§ WHAT YOU HAVE TO DO: Write out the data again, starting with the line containing "instances of tree" and going on through the line containing "top-left (172, 13), bottom-right (345, 239)". Switch "detection head" to "object detector" and leave everything else unchanged.

(Extracted data entries)
_ _ _ _ _

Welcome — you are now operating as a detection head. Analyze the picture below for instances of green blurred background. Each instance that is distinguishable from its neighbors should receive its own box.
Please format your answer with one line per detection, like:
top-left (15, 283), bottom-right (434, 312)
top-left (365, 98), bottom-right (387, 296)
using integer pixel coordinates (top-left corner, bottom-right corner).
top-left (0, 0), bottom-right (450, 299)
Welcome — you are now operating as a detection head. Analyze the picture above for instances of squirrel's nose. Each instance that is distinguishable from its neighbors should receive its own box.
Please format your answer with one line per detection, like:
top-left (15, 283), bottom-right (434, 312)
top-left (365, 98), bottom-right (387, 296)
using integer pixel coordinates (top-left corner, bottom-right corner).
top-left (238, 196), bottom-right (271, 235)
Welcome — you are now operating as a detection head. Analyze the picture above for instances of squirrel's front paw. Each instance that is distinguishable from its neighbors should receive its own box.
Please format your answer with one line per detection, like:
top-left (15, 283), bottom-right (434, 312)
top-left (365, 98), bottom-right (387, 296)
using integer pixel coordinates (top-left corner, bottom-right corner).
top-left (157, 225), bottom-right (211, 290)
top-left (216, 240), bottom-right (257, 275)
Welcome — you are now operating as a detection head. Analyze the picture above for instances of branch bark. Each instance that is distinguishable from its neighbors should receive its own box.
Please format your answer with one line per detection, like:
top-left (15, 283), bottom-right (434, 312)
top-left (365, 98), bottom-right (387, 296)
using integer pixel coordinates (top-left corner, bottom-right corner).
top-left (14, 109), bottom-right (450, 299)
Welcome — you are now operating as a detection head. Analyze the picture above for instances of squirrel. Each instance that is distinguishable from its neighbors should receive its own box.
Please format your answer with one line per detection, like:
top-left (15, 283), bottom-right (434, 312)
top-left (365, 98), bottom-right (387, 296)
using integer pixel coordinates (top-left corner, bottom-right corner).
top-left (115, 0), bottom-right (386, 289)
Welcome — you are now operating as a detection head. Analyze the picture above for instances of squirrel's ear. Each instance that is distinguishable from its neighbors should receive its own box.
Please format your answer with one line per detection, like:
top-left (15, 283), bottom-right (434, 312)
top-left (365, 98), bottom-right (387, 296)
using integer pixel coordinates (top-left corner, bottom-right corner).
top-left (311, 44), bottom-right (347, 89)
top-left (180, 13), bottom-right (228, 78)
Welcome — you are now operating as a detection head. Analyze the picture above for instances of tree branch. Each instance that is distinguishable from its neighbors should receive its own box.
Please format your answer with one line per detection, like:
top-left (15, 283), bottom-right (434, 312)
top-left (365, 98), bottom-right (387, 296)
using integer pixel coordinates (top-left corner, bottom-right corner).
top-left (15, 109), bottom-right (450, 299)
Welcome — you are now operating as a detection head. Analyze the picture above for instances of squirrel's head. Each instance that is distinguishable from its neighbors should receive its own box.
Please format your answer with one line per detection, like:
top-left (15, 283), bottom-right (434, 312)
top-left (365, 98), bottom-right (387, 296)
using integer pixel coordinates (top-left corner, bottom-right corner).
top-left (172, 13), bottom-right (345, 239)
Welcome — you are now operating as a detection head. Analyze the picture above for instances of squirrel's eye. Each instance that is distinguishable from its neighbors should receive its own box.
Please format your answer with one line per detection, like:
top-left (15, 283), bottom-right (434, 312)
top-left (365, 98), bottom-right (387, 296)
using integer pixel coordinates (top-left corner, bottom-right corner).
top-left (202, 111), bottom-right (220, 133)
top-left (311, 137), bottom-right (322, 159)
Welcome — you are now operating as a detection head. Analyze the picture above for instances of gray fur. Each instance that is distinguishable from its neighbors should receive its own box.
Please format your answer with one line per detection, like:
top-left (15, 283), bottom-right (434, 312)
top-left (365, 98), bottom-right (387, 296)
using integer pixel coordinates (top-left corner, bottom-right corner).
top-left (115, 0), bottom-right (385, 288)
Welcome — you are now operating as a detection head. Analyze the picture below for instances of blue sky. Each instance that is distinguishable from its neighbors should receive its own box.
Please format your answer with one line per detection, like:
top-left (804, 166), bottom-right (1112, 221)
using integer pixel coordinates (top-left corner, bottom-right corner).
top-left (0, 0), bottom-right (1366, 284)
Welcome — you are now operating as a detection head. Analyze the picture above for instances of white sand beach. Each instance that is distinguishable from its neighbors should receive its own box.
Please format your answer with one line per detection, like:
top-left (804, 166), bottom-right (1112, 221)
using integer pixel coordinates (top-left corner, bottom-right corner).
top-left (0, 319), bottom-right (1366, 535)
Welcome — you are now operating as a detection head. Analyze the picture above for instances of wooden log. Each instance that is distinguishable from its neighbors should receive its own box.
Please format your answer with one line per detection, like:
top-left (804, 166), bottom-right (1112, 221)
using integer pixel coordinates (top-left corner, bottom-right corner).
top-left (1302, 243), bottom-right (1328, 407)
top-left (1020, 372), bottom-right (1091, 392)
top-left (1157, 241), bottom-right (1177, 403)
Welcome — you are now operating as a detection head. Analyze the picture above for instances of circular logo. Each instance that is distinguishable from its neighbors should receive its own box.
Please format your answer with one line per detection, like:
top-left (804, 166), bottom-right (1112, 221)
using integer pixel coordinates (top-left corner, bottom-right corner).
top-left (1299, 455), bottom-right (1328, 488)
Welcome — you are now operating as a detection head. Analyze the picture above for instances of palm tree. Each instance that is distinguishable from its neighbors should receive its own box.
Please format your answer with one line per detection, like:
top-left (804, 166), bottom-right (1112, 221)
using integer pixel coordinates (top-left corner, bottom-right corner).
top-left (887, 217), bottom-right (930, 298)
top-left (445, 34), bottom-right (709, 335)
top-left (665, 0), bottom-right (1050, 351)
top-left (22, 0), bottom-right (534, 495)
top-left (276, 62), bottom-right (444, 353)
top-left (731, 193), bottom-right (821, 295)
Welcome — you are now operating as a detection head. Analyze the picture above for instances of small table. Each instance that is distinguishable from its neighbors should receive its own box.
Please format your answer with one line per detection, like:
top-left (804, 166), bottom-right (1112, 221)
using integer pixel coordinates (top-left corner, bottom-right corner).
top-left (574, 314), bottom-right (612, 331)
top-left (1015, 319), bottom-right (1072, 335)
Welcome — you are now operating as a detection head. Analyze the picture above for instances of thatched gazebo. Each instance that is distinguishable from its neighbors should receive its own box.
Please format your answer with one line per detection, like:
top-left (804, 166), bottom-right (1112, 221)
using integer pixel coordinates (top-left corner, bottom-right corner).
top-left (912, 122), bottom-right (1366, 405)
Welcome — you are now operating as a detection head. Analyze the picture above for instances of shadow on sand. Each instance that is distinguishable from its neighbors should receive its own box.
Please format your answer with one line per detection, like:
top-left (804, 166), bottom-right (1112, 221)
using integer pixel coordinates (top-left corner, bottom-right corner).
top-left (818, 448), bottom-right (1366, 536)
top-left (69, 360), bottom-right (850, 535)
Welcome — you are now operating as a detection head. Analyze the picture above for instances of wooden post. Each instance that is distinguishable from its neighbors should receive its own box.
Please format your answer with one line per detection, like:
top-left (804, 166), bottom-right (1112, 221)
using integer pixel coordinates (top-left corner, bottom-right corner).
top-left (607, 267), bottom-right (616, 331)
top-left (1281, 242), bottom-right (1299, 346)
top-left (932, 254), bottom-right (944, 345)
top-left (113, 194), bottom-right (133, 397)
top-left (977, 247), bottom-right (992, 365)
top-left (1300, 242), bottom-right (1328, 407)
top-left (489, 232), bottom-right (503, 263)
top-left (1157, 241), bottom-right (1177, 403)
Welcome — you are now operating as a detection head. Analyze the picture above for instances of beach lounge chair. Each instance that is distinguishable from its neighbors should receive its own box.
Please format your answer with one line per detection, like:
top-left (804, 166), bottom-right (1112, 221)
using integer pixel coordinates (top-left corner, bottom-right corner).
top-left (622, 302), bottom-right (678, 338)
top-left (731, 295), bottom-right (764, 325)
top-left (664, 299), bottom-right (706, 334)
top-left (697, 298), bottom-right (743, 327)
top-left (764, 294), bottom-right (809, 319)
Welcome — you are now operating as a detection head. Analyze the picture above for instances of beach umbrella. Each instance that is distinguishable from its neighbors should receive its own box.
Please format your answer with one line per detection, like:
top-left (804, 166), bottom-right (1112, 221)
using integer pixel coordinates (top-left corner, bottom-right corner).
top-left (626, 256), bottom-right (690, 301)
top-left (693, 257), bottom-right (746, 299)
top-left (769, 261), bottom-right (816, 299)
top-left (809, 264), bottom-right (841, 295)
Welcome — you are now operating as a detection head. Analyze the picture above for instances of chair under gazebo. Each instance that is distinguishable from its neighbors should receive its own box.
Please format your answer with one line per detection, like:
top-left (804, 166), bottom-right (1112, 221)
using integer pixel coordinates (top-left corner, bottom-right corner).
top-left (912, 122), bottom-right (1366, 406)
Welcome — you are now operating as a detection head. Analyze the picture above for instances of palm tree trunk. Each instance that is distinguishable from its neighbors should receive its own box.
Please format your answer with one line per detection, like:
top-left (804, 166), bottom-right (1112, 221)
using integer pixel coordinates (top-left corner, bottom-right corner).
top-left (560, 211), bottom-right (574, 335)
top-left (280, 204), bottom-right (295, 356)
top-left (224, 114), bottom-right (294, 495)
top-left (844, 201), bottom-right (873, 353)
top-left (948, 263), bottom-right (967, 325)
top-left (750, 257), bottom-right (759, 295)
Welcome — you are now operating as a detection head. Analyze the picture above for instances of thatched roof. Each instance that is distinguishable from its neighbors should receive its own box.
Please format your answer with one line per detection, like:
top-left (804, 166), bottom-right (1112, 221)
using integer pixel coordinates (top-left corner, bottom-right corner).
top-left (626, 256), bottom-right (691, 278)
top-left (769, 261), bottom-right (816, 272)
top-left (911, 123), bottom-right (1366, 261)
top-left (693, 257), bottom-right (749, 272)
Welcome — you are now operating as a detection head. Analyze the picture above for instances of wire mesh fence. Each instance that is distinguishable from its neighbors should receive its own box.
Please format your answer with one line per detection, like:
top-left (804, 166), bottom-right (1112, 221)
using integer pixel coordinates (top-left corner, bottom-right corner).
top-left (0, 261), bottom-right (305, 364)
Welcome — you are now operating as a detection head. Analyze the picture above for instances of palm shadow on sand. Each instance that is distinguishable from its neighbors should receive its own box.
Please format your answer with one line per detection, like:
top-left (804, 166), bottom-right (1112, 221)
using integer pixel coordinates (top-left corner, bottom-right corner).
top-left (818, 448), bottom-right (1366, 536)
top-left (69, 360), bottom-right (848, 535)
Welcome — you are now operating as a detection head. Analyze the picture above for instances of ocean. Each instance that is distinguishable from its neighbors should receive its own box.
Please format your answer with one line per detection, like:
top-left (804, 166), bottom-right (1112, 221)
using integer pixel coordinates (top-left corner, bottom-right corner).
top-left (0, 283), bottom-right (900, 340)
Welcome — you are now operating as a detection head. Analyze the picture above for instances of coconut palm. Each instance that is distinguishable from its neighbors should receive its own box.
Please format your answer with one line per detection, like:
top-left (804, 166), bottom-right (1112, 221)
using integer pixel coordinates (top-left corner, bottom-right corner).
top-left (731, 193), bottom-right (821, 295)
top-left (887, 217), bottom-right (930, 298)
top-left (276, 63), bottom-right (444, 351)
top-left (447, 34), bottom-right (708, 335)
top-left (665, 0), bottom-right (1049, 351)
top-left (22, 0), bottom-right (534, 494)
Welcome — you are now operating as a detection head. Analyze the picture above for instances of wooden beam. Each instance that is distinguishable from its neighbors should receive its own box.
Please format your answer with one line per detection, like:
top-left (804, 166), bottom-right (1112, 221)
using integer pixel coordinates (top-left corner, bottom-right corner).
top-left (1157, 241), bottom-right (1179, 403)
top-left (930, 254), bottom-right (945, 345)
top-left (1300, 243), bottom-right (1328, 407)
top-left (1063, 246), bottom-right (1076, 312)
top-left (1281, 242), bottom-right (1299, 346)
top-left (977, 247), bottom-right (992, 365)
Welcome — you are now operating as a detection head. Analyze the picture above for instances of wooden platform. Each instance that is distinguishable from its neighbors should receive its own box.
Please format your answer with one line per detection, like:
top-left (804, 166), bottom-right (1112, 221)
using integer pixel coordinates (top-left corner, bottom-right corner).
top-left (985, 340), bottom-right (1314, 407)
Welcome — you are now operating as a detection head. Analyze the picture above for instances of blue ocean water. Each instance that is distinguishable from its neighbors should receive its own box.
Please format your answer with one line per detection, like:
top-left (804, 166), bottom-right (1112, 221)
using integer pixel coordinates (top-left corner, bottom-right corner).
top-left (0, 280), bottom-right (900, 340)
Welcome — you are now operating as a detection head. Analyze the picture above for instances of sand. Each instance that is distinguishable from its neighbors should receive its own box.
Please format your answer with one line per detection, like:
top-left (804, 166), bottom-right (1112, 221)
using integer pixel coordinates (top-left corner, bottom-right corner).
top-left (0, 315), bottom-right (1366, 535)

_ _ _ _ _

§ EXERCISE RESPONSE:
Welcome — you are now operating as a object detector. Analyze the picture above for instances of tree branch. Each instance that is distinguishable from its neighbors should receive its own box.
Please format your answer with one line per detection, like:
top-left (15, 283), bottom-right (434, 312)
top-left (365, 98), bottom-right (387, 296)
using integer pixel coordinates (top-left corner, bottom-right corner).
top-left (15, 109), bottom-right (450, 299)
Welcome — you are now operating as a object detector. Analyze the picture above for instances of squirrel's head. Each instance that is distinguishable from its neighbors should receive its own box.
Please format your answer with one line per detection, like:
top-left (15, 283), bottom-right (434, 312)
top-left (365, 98), bottom-right (387, 296)
using integer pixel coordinates (top-left corner, bottom-right corner).
top-left (172, 13), bottom-right (345, 239)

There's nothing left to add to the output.